EXERCISE DETAILS: All entries must be transcribed without a single difference.

DATASET EXCERPTS:
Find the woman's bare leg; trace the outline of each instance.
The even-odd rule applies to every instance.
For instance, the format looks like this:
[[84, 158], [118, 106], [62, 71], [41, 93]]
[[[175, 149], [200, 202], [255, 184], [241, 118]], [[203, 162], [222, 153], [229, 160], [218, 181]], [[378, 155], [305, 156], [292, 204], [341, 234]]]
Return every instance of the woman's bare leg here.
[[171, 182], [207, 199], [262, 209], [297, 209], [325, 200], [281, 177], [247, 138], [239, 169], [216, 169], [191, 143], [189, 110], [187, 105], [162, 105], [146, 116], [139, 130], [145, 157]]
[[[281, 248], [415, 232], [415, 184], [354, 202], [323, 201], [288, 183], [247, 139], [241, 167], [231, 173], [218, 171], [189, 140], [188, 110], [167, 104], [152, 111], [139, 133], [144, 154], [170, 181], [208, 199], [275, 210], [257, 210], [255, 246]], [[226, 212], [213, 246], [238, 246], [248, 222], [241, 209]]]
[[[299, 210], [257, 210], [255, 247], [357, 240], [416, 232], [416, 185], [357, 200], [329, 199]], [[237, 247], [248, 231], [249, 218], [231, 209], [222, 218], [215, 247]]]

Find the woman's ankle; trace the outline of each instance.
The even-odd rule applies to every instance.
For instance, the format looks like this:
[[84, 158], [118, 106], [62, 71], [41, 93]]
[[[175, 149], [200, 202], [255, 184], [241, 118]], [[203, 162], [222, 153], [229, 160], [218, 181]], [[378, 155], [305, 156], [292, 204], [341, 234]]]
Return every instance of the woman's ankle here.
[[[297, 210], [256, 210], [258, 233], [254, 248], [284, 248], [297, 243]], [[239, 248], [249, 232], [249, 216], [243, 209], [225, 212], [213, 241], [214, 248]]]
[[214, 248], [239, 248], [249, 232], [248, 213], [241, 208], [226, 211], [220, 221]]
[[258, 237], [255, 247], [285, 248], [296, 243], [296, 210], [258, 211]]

SOLUTION FOR THIS EXERCISE:
Find the woman's bare leg; trace the outline of each instance.
The even-odd rule applies to every instance.
For instance, the format looks like this:
[[84, 158], [118, 106], [62, 71], [41, 93]]
[[[175, 149], [200, 202], [255, 184], [241, 118]], [[203, 162], [222, 153], [229, 160], [218, 181]], [[378, 155], [305, 156], [292, 204], [341, 234]]]
Return every instance of the woman's bare leg here.
[[171, 182], [207, 199], [262, 209], [297, 209], [325, 200], [281, 177], [247, 138], [239, 169], [216, 169], [191, 143], [189, 110], [187, 105], [162, 105], [146, 116], [139, 130], [145, 157]]
[[[281, 248], [415, 232], [415, 184], [354, 202], [323, 201], [288, 183], [247, 139], [241, 167], [231, 173], [218, 171], [189, 140], [188, 110], [167, 104], [152, 111], [139, 133], [144, 154], [170, 181], [208, 199], [275, 210], [257, 210], [255, 246]], [[226, 212], [213, 246], [238, 246], [248, 222], [241, 209]]]
[[[299, 210], [257, 210], [255, 247], [357, 240], [416, 232], [416, 185], [357, 200], [329, 199]], [[237, 247], [248, 231], [249, 218], [231, 209], [222, 218], [215, 247]]]

Find the woman's ankle; trace the outline of each instance.
The even-odd rule applies to every instance.
For instance, the format looks like this:
[[84, 158], [118, 106], [62, 71], [41, 93]]
[[[175, 149], [200, 202], [255, 184], [241, 118]], [[203, 162], [222, 153], [229, 160], [218, 181]], [[378, 155], [305, 156], [292, 204], [341, 234]]]
Return every instance of the woman's ankle here.
[[[297, 210], [256, 210], [258, 233], [254, 248], [284, 248], [297, 243]], [[239, 248], [249, 232], [249, 216], [243, 209], [225, 212], [213, 241], [214, 248]]]
[[214, 248], [239, 248], [249, 232], [248, 213], [241, 208], [226, 211], [220, 221]]
[[258, 237], [255, 247], [285, 248], [296, 243], [296, 210], [258, 211]]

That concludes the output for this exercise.